» **REQUIRED WORK**
Set down, word for word, the part of the Slow Money essay below that opens with the words containing "Which is not" and closes with "and the local.".

» **SOURCE EXCERPT**
Slow Money and the State of Soil

By Woody Tasch, Founder and Chairman of the Slow Money Institute

By Woody Tasch, Founder and Chairman of the Slow Money Institute

 

“Beetniks Against Global Warming.” There’s a placard you never saw in Paris.

Because to a Beetnik—someone who has participated in a Slow Money Beetcoin campaign or anyone whose occasionally countercultural tendencies are tempered by an appreciation of local entrepreneurs and farmers— investing in a small food enterprise near where we live is as important as traveling thousands of miles to negotiate international targets on CO2 in the atmosphere.

Which is not to compare the two. But it is to say that even while faced with global social and environmental challenges of imponderable complexity, we can affirm the significance of the slow, the small, and the local.
This is what those of the Slow Money persuasion did, once again, in 2015. More than $6 million has gone this year into 83 small food enterprises, bringing the total since 2010 to more than $46 million into 450 deals. The 2Forks Club (Carbondale, CO) made its first loan this year—a $23,500 zero-percent loan to Zephyros Farm of Paonia—and the Knives and Forks Investment Co-op (Vancouver, BC) introduced a new model to our family of investment clubs. Our first regional online Beetcoin campaign exceeded its target, raising more than $56,000 for several Colorado food enterprises (more details here- https://slowmoney.org/beetcoin). Slow Money Minnesota launched. Slow Money North Carolina hosted its first regional gathering. Slow Money Northeast Kansas held its first entrepreneur showcase.

Beetcoins_stackedWe are building a movement of individuals who—not content to delegate our fate to politicians, CEOs, technologists, economists, regulators, certifiers, fiduciaries, and pundits—are choosing a constructive, hopeful course of action. We are affirming our sense that in the world of faster and faster, bigger and bigger, more and more global, we need not only new technologies and new policies, but also new sensibilities and new behavior, without which the words sustainable and transparent and accountable and socially responsible and metrics and impact will mean little in the end.

We are modeling this new behavior, imperfectly, pragmatically, learning as we go. Our conversation about food, money, and the soil continues to deepen.

While heads of state work towards international climate solutions, the earthworms among us keep busy in the soil of a restorative economy.

» **GIVEN MATERIAL**
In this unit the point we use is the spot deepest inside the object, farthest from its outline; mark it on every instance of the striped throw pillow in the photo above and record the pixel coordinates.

» **EXERCISE OUTPUT**
Which is not to compare the two. But it is to say that even while faced with global social and environmental challenges of imponderable complexity, we can affirm the significance of the slow, the small, and the local.